**Exercise instructions**
In the text about Administrative Professionals' Day below, what were administrative assistants once called?

**Document text**
-.-.-

Steve Frey
Today, April 25, is a special day! Did you remember Administrative Professionals’ Day today?
If you are reading this during the day and forgot, you still have a chance. If you are reading this after work and you didn’t remember your administrative assistant, well, you’re in BIG trouble!
Administrative assistants, as they are now often called, were known as secretaries at one time (and some still are).
However, it was decided that administrative assistant was a better descriptor, and whether you call yours a secretary, an office coordinator, an administrative professional or an administrative assistant, they keep the office running like a well-oiled machine!
Administrative assistants have all different kinds of education, but no matter what their background, they all possess an amazing set of professional skills.
First, they have to be organized, especially if you (the “you” here referring to the person who thinks he’s in charge.) are not.
If they aren’t there and you have to find a file, it is often like feeling your way along a path you’ve never been on in the dark, uphill.
However, when they get back in the office, they can walk over to the correct file cabinet, immediately find the file, and give it to you with their eyes closed.
The same thing happens with a computer file. What did we save that under? Before you can finish “under,” the page you need pops up on the computer with a ding. Yeah, they know technology.
They are masters of organization, from schedules to files to budgets—to everything. How they do it is a mystery, but they know where everything is or can be found and make it look oh, so easy.

-.-.-

[Items from a data source]
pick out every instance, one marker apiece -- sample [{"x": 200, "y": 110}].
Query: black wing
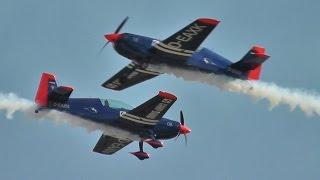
[
  {"x": 149, "y": 113},
  {"x": 187, "y": 40},
  {"x": 130, "y": 75},
  {"x": 109, "y": 145}
]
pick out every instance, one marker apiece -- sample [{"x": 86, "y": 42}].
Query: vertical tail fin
[
  {"x": 46, "y": 86},
  {"x": 251, "y": 63}
]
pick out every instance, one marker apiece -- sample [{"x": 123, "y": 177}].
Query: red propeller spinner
[{"x": 113, "y": 37}]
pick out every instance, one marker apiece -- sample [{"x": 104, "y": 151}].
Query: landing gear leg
[{"x": 140, "y": 154}]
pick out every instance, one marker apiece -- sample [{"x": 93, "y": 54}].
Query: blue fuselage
[
  {"x": 97, "y": 111},
  {"x": 140, "y": 49}
]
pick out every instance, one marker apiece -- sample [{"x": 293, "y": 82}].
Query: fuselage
[
  {"x": 107, "y": 115},
  {"x": 140, "y": 49}
]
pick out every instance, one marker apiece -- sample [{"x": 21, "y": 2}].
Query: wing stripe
[
  {"x": 171, "y": 51},
  {"x": 147, "y": 71},
  {"x": 141, "y": 118},
  {"x": 138, "y": 121},
  {"x": 174, "y": 48}
]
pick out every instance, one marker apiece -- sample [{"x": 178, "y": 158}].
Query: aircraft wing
[
  {"x": 149, "y": 113},
  {"x": 109, "y": 145},
  {"x": 130, "y": 75},
  {"x": 187, "y": 40}
]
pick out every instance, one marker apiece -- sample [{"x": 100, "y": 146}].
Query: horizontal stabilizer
[
  {"x": 254, "y": 58},
  {"x": 60, "y": 94}
]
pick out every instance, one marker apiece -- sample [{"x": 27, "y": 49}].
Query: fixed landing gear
[{"x": 140, "y": 154}]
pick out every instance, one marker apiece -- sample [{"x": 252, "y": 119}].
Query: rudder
[{"x": 46, "y": 86}]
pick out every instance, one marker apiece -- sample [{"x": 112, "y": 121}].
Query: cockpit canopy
[{"x": 115, "y": 104}]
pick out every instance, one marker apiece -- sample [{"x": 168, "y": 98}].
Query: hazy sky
[{"x": 233, "y": 136}]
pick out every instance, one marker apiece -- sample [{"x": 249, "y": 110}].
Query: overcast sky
[{"x": 233, "y": 136}]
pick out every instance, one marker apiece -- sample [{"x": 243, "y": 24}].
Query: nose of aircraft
[
  {"x": 184, "y": 129},
  {"x": 113, "y": 37}
]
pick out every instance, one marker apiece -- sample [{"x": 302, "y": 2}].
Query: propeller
[
  {"x": 183, "y": 129},
  {"x": 115, "y": 36}
]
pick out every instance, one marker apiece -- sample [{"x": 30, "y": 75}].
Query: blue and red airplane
[
  {"x": 181, "y": 50},
  {"x": 120, "y": 125}
]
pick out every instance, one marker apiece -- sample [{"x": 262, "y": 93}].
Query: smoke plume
[{"x": 308, "y": 102}]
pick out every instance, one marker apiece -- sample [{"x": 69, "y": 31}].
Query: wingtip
[
  {"x": 209, "y": 21},
  {"x": 259, "y": 51},
  {"x": 167, "y": 95},
  {"x": 49, "y": 75}
]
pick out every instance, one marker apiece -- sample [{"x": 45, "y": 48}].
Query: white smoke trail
[
  {"x": 11, "y": 103},
  {"x": 308, "y": 102}
]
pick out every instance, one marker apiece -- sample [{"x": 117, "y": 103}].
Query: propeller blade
[
  {"x": 121, "y": 25},
  {"x": 103, "y": 47},
  {"x": 181, "y": 118},
  {"x": 186, "y": 139},
  {"x": 177, "y": 137}
]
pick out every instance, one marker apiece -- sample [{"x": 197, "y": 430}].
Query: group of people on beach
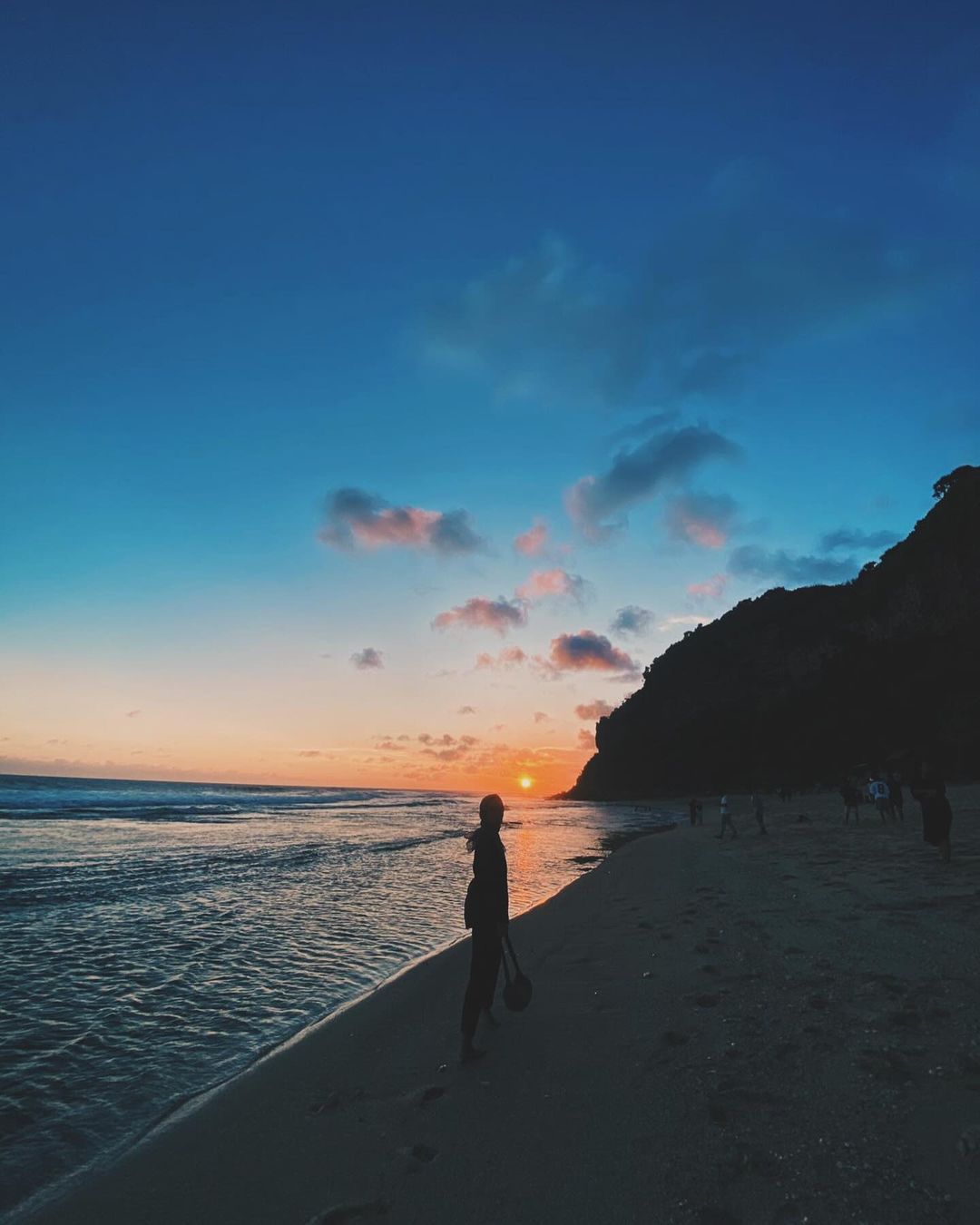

-.-.-

**Solution**
Secretaries.